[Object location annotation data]
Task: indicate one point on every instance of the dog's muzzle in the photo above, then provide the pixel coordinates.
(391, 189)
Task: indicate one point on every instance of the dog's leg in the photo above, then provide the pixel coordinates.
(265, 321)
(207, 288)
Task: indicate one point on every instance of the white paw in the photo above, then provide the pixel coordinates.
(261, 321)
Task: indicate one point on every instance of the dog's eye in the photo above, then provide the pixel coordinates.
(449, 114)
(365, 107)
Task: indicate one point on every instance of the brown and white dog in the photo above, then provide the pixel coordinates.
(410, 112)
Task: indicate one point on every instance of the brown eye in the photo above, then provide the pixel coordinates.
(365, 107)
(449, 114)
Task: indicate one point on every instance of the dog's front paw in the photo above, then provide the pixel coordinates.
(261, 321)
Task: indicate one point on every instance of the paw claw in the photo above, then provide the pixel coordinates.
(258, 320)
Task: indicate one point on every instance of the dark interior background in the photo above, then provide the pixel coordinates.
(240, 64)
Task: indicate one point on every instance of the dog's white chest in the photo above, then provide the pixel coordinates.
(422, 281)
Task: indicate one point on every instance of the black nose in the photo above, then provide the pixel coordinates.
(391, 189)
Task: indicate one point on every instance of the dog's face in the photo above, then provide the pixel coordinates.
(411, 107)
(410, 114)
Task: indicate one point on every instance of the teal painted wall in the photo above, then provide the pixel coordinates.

- Objective -
Substitute "x and y coordinates" for every occurrence of "pixel coordinates" throughout the listing above, and leave all other text unchanged.

- Worked answer -
Task: indicate one point on every instance of the dog's muzzle in the photo above, then provide the x and y coordinates.
(391, 189)
Task: indicate one point on every instance of the dog's leg in the photo above, then provide the x and y coordinates.
(265, 321)
(207, 288)
Task: indicate one point on every instance of the white paw in the photo above, then provide the x and y coordinates.
(261, 321)
Task: indicate one point on every instance of the dog's eye in the photo above, then provide the x and y coordinates.
(449, 114)
(365, 107)
Task: indicate one point on every instance of the brown and white dog in the photo above, then provide the x and y coordinates.
(410, 112)
Task: indicate one point on every instance of the brown eye in the photo above, then provide the x and y coordinates.
(365, 107)
(449, 114)
Task: indicate one point on every instance of the dog's front paw in the photo above, then provide the x and y coordinates.
(261, 321)
Task: indicate one point on every instance of the paw claw in the photo above, then provide the x and y coordinates.
(258, 320)
Task: indicate one point on every instance of the dark interior background in the photo above, then provide the x and y coordinates.
(240, 64)
Task: indicate one point on every instance of the dog's white chest in the photo above, then provide the x and y coordinates.
(422, 281)
Task: indicate one point on every instance of the black nose in the photo above, then provide the x and y coordinates.
(391, 189)
Task: indicate one point on every instance of the dog's face in the photo above, then provide the x and y coordinates.
(411, 107)
(410, 114)
Task: indicate one point on every instance of the teal painted wall in the photo above, then provide the x and y coordinates.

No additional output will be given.